◆ EXERCISE GOAL
From the line that contains "--target=jacket sleeve --coords=pixels" through the line that contains "--target=metal button --coords=pixels", output every line of the listing below exactly and leave out all the rest.

◆ SUPPLIED MATERIAL
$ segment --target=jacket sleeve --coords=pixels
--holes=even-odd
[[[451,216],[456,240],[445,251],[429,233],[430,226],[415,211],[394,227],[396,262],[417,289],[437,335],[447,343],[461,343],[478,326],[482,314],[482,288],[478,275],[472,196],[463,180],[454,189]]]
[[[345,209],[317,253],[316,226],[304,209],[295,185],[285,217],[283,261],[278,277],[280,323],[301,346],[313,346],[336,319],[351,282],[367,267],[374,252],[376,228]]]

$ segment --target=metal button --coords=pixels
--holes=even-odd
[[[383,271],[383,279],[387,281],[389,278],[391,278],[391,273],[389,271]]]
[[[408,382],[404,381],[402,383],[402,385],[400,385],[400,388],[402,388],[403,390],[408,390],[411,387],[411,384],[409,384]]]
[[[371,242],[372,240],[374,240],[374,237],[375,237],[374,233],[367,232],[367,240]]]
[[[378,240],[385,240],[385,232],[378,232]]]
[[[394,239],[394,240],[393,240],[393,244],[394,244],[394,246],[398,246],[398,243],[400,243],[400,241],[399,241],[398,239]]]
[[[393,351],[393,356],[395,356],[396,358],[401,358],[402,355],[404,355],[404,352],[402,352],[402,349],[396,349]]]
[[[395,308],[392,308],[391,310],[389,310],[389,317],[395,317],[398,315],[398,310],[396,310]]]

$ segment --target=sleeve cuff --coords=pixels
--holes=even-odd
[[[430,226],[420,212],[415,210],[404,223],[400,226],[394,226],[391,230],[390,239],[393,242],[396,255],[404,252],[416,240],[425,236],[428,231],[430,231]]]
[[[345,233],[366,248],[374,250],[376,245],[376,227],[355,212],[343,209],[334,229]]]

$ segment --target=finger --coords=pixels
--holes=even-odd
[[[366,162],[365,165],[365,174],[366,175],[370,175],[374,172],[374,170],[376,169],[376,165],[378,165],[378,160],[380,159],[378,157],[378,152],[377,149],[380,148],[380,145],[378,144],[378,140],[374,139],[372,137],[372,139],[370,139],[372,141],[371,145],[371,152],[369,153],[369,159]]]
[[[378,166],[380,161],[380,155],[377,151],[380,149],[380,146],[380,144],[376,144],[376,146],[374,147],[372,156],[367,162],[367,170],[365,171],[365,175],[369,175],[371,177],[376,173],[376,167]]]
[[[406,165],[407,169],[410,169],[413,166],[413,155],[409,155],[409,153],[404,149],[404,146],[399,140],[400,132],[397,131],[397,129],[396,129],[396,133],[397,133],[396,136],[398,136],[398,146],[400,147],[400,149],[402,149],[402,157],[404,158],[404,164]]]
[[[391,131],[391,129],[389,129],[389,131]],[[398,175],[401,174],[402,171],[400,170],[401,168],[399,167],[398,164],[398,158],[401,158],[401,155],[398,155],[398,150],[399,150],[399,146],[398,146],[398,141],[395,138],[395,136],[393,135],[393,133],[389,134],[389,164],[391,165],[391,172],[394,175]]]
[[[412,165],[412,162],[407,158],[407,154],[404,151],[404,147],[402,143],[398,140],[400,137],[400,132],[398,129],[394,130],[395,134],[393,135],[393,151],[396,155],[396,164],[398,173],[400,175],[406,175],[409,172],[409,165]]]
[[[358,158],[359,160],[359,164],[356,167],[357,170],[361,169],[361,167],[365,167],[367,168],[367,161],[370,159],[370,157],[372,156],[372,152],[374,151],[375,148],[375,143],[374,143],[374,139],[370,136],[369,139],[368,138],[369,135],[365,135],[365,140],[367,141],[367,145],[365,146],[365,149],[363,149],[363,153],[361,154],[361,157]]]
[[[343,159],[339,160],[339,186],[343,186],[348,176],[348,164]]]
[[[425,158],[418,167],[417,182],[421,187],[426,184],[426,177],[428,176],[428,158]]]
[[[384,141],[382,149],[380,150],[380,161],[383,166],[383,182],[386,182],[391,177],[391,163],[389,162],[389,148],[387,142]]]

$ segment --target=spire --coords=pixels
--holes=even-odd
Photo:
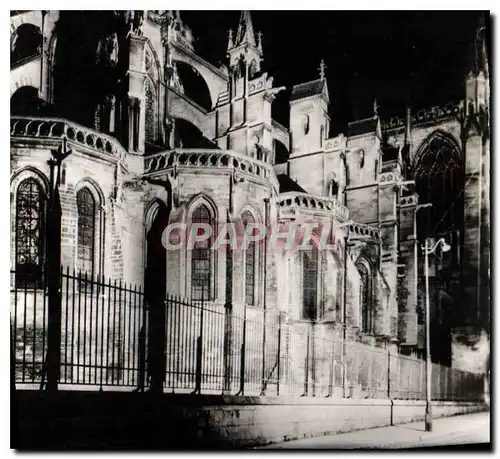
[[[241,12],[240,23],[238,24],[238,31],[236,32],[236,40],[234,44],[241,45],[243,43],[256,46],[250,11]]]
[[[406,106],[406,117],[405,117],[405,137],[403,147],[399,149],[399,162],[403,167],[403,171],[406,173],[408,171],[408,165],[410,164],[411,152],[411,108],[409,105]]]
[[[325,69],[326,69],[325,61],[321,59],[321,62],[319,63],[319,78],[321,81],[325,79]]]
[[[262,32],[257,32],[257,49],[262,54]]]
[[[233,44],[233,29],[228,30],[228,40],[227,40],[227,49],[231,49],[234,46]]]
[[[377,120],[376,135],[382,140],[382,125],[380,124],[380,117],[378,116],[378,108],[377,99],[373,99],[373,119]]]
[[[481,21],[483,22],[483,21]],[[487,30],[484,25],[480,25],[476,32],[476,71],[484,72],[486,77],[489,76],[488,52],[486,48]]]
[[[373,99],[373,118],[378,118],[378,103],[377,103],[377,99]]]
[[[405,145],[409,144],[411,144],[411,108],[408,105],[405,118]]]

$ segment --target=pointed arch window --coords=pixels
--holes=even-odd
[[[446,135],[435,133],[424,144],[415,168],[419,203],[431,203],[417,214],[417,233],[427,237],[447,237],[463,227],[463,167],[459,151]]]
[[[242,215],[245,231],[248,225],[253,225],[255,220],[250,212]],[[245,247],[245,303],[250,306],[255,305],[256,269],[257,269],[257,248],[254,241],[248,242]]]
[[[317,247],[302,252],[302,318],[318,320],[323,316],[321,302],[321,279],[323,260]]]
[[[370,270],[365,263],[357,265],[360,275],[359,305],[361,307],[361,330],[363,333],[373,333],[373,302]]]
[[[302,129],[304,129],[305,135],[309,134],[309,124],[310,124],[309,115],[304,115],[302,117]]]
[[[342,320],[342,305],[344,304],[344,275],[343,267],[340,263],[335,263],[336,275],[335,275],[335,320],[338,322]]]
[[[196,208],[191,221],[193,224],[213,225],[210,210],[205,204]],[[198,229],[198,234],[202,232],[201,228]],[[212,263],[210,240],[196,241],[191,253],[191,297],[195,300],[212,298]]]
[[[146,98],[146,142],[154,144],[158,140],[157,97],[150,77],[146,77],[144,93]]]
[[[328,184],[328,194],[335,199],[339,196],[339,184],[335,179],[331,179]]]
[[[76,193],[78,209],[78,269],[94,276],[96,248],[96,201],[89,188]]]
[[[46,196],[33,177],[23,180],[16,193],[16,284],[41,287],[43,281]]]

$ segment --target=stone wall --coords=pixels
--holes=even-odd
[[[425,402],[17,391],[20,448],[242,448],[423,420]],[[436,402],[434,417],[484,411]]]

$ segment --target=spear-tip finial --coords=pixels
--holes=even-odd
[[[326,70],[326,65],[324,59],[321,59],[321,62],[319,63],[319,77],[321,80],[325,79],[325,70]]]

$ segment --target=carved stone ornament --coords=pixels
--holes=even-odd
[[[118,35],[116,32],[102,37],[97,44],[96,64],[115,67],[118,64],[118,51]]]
==
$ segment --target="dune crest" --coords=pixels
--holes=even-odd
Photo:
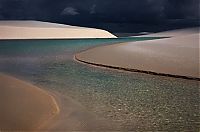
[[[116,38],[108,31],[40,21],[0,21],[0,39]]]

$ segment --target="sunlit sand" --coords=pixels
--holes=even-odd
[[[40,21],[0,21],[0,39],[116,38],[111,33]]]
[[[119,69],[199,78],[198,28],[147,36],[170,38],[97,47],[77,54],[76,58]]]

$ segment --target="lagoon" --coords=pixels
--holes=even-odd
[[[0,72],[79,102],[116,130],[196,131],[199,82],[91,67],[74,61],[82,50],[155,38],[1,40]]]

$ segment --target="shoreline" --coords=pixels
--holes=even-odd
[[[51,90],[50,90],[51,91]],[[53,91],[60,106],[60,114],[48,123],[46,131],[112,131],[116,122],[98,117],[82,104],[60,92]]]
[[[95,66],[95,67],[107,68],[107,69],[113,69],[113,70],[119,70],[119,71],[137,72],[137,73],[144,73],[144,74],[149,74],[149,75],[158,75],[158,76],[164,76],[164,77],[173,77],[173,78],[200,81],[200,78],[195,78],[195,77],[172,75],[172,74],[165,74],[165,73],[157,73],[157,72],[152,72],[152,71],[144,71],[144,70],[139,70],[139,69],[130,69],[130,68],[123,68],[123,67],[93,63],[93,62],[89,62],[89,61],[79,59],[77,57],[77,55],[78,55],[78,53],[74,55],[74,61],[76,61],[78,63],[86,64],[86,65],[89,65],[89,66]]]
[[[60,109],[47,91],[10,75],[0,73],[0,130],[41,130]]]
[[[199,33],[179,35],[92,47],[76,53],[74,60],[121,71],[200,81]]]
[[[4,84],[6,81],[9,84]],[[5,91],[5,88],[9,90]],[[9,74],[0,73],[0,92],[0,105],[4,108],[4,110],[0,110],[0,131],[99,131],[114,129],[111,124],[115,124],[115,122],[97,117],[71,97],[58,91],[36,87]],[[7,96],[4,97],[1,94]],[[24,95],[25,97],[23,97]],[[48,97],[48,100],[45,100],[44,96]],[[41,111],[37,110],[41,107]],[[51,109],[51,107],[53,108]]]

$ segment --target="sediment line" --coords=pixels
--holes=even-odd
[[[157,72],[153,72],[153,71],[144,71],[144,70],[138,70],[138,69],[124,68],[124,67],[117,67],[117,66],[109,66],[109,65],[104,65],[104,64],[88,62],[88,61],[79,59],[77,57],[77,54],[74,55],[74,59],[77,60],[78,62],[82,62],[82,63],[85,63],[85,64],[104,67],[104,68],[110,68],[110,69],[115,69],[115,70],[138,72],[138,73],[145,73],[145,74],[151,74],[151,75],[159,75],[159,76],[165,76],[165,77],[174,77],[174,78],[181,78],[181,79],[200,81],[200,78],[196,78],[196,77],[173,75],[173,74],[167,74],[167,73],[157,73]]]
* * *
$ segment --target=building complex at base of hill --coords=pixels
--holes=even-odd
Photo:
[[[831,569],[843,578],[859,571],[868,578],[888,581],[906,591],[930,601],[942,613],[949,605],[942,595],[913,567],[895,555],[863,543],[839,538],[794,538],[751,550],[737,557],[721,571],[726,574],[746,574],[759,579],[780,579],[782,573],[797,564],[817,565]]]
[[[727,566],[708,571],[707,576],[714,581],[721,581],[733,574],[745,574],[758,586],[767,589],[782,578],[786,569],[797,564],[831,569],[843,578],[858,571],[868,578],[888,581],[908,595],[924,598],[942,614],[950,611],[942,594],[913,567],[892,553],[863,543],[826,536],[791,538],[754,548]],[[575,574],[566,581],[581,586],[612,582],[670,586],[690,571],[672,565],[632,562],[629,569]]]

◆ OUTPUT OF THE TASK
$ segment --target=jacket sleeve --coords=pixels
--holes=even-odd
[[[451,216],[456,240],[445,251],[429,233],[430,226],[415,211],[394,227],[396,262],[417,289],[437,335],[447,343],[461,343],[478,326],[482,314],[482,288],[478,275],[472,196],[463,180],[454,189]]]
[[[345,209],[317,253],[316,226],[304,209],[295,185],[285,217],[283,261],[278,277],[280,323],[301,346],[313,346],[336,319],[351,282],[367,267],[374,252],[376,228]]]

$ segment --target=metal button --coords=pixels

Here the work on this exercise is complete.